#### [Supplied passage]
*** Begin section ***
What Brodsack finds encouraging is the female-focused tech progress being made at certain colleges as well as with science, technology, engineering and mathematics (STEM) programs in high school, middle school and “even some” elementary schools.
“That influence has opened it up to say anybody can do these jobs. There’s less fear for women because they are no longer the only ones in the room,” she said. “There’s camaraderie that didn’t exist when I was first coming into the fintech space.”
When asked what advice she would give a woman looking to enter the tech space, Brodsack said since it is such a broad field, there are many different positions and opportunities available.
“Try one, and if you don’t like it, move on. It’s great to be an intern in different specialties, like requirements, data, help desk or network administration, for example, to see where your strong suit is. It’s hard to find until you’re able to experience it,” she said. “Whether it’s a formal internship, mentorship or just a job shadow, get out into the field and try different roles on for size. There’s bound to be one that will fit you.”
*** End section ***
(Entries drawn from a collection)
*** Begin section ***
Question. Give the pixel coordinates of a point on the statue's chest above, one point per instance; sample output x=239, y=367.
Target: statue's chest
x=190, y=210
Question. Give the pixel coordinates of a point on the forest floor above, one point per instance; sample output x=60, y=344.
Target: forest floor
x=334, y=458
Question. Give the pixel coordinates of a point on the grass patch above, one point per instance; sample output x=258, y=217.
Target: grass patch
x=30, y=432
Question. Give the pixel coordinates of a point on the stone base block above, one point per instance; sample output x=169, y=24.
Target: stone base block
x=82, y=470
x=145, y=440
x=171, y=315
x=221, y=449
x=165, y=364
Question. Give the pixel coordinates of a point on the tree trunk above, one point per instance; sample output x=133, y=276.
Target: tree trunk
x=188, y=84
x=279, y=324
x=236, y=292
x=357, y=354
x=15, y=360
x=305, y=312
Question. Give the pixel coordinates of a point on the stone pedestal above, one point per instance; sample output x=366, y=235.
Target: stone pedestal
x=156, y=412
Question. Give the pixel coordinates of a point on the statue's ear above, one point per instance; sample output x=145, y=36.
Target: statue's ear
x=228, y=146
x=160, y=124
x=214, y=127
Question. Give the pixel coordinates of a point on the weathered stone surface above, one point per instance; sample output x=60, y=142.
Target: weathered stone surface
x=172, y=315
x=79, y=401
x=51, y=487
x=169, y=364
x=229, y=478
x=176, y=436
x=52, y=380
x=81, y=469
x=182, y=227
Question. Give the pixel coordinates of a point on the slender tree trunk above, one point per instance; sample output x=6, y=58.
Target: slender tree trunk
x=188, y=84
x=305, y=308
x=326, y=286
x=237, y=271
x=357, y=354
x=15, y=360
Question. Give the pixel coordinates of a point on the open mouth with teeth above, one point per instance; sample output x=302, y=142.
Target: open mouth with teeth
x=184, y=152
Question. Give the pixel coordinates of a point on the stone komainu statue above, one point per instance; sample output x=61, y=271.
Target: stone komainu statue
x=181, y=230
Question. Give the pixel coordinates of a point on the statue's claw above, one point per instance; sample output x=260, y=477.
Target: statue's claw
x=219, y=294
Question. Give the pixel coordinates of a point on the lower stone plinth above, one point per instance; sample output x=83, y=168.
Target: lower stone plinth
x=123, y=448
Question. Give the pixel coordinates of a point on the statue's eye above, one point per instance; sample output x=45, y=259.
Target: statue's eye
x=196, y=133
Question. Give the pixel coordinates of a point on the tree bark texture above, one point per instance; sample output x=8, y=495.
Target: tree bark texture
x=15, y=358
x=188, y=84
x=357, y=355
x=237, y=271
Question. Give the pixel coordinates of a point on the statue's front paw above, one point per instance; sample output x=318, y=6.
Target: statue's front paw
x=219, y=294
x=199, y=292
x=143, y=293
*** End section ***
#### [Required tasks]
(1) Reproduce everything from "What Brodsack finds" down to "and opportunities available." in the passage on women in tech, renaming "camaraderie" to "fellowship".
(2) Write what follows the final sentence of the passage on women in tech.

#### [Response list]
(1)
What Brodsack finds encouraging is the female-focused tech progress being made at certain colleges as well as with science, technology, engineering and mathematics (STEM) programs in high school, middle school and “even some” elementary schools.
“That influence has opened it up to say anybody can do these jobs. There’s less fear for women because they are no longer the only ones in the room,” she said. “There’s fellowship that didn’t exist when I was first coming into the fintech space.”
When asked what advice she would give a woman looking to enter the tech space, Brodsack said since it is such a broad field, there are many different positions and opportunities available.

(2)
With nearly 1,800 employees, most of whom are tech-facing, Brodsack said that CO-OP Financial is continually undertaking critical initiatives designed to ultimately make the lives of credit unions members better.
“We’ve worked a lot on process. You have to see the whole picture so that you understand how what you’re doing impacts the user, the client, the member or other divisions in the company,” she said, adding that she is responsible for some 300 workers. “We’ve been doing a lot of this – focusing on the right systems and the workflows to bring them all together.”
As for recent technology accomplishments she is proud of, Brodsack explained that CO-OP is currently at a stage where it has launched the “foundational pieces of many target-state applications.” She called this an “early-adopter stance” with the goal of “capitalizing on the latest and greatest technology on behalf of our credit union partners,” which may not have “the capacity to experiment” at the moment.
“Beyond innovative technology, we are also heavily focused on integration. We are doing a lot of work in the cloud, making sure our solutions, like Springboard, My CO-OP, the CO-OP Resolution Center and the CO-OP Insight Center, are able to talk to one another,” said Brodsack. “At the core, this is about making it easy for credit unions to do business with CO-OP and its partners.”
Moving forward, Brodsack said the company’s strategy is to “modernize all areas of our technology,” from infrastructure and data to applications and security. “Couple that with people and process, and you can really see how it’s all coming together beautifully.”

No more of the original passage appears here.